* [What is needed] Reproduce all the entries precisely.

* [Source data]
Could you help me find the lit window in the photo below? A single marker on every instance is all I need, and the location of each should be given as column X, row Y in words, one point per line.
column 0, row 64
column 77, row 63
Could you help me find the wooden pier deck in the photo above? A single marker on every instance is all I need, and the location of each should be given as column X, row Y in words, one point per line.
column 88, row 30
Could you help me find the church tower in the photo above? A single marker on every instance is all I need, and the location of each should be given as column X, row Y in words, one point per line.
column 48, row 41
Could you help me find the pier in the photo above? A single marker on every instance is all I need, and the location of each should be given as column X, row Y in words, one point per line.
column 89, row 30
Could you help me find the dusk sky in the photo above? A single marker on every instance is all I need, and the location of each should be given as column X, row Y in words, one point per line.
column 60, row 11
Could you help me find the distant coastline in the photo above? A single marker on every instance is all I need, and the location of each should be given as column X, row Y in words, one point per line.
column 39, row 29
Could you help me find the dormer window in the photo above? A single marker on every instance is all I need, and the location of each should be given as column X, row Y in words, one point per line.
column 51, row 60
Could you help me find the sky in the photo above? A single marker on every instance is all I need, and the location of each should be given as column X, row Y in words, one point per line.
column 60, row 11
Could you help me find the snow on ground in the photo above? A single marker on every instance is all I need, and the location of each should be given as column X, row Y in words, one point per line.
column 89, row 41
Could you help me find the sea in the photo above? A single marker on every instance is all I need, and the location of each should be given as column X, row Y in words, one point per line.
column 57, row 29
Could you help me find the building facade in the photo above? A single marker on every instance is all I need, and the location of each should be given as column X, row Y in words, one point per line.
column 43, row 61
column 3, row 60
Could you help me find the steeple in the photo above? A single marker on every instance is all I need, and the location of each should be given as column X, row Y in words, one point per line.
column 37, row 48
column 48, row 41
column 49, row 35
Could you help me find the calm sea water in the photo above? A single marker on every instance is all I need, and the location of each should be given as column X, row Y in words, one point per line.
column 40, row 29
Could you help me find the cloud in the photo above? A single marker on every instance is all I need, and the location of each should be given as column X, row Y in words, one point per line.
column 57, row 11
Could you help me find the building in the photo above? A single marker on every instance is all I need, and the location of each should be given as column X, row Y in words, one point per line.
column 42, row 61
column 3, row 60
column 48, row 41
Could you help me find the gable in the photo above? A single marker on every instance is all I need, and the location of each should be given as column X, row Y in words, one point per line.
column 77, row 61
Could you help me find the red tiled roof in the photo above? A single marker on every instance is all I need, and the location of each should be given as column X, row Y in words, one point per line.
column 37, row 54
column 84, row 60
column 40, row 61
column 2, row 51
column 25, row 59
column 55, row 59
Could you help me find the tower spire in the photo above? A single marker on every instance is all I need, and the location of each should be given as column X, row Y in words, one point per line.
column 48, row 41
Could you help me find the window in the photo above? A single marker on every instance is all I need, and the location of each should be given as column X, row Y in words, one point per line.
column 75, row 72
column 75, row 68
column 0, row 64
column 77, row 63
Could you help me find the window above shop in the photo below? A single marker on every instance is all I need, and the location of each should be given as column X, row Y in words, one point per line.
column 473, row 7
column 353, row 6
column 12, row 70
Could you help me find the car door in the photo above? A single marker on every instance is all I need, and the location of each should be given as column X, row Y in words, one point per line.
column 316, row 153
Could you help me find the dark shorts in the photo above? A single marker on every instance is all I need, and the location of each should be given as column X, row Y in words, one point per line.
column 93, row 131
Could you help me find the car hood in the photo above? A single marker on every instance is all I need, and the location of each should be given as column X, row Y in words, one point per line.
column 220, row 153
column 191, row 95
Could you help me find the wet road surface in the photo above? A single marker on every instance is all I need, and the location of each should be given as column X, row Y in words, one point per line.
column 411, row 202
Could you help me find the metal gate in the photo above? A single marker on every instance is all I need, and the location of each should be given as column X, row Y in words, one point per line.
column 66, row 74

* [Exercise answer]
Could you help me find the lit window in the photo below? A single marker on every instance is all I need, and the location of each should be given as column X, row Y in words, one point per line.
column 0, row 64
column 77, row 63
Could you help me find the wooden pier deck in the photo above? A single marker on every instance is all I need, and the location of each should be given as column X, row Y in words, one point per line.
column 88, row 30
Could you help me find the church tower in the photo above? A single marker on every instance is all I need, and the location of each should be given as column X, row Y in words, one point per line.
column 48, row 41
Could you help me find the pier in the photo above? A single marker on every instance is all I need, and the location of each should be given as column X, row Y in words, one point per line.
column 89, row 30
Could you help me find the dusk sky in the photo above? A single marker on every instance is all I need, and the location of each should be given as column X, row Y in words, one point per line.
column 60, row 11
Could you help me find the distant coastline in the photo above? A single marker on every instance is all I need, and the location of each should be given as column X, row Y in words, one point per line.
column 39, row 29
Could you help me find the dormer window in the photo above? A single marker on every instance is all I need, and the location of each should be given as column X, row Y in words, one point per line.
column 51, row 60
Could you help me find the sky in the photo above? A single marker on every instance is all I need, and the location of each should be given as column X, row Y in words, one point per line.
column 60, row 11
Could you help me find the snow on ground in the photo above? A single marker on every instance is all I need, and the location of each should be given as column X, row Y in words, one point per line.
column 89, row 41
Could you help me find the sea in the photo above? A single marker on every instance is all I need, and the location of each should be given as column X, row Y in words, one point per line.
column 57, row 29
Could you help me find the building facade in the photo above? A single marker on every instance is all I need, and the location of each should be given as column X, row Y in words, one point per line.
column 43, row 61
column 3, row 60
Could you help me find the steeple in the photo above? A single marker on every instance is all I need, and the location of each should be given as column X, row Y in words, one point per line.
column 37, row 48
column 48, row 41
column 49, row 35
Could you help me find the calm sea water in the photo above? A single marker on every instance is all I need, and the location of each should be given as column X, row Y in words, one point per line.
column 40, row 29
Could you help me find the cloud in the photo above? A single marker on every instance is all I need, and the location of each should be given as column X, row Y in words, one point per line.
column 57, row 11
Could you help me find the building in the photo above? A single marker on every instance is all I need, and the location of each should be given as column X, row Y in words, one point per line.
column 42, row 61
column 3, row 60
column 48, row 41
Could you help me find the gable in the photo above? A single marker on every instance is all I need, and the location of each should be given as column X, row Y in words, one point per line.
column 77, row 61
Could you help me find the red tiled roof in the photo above? A single marker on every instance is all I need, and the location of each should be given as column X, row Y in words, one point per line.
column 37, row 54
column 84, row 60
column 40, row 61
column 2, row 51
column 25, row 59
column 55, row 59
Could you help me find the tower spire in the photo above? A single marker on every instance is all I need, and the location of each should be given as column X, row Y in words, one point per line.
column 48, row 41
Could you help me find the window in the photo above? A single marker on every instance is all I need, and the location of each should be given as column X, row Y in words, one point per line.
column 75, row 72
column 75, row 68
column 0, row 64
column 77, row 63
Could you help me find the window above shop in the photo below? A single marker on every instance is all I need, and the location of each should be given as column X, row Y in words, one point per line.
column 473, row 7
column 353, row 6
column 12, row 70
Could you help me find the car door in the photo above? A single marker on every instance is all I need, and the location of each should be given as column X, row Y in words, one point per line.
column 316, row 153
Could you help me find the dark shorts in the photo above? A single marker on every instance is all I need, and the location of each should be given as column X, row Y in words, one point per line.
column 93, row 131
Could you help me find the car hood in the photo above? A single marker on every instance is all I need, and the location of each should be given as column X, row Y in words, one point per line.
column 220, row 153
column 191, row 95
Could you help me find the wet road surface in the photo above? A single marker on every instance is all I need, and the location of each should be given as column X, row Y in words, one point per line.
column 411, row 202
Could you help me find the metal gate in the photo above? A single marker on every instance is all I need, and the location of each should be given as column X, row Y in words, one point per line.
column 66, row 74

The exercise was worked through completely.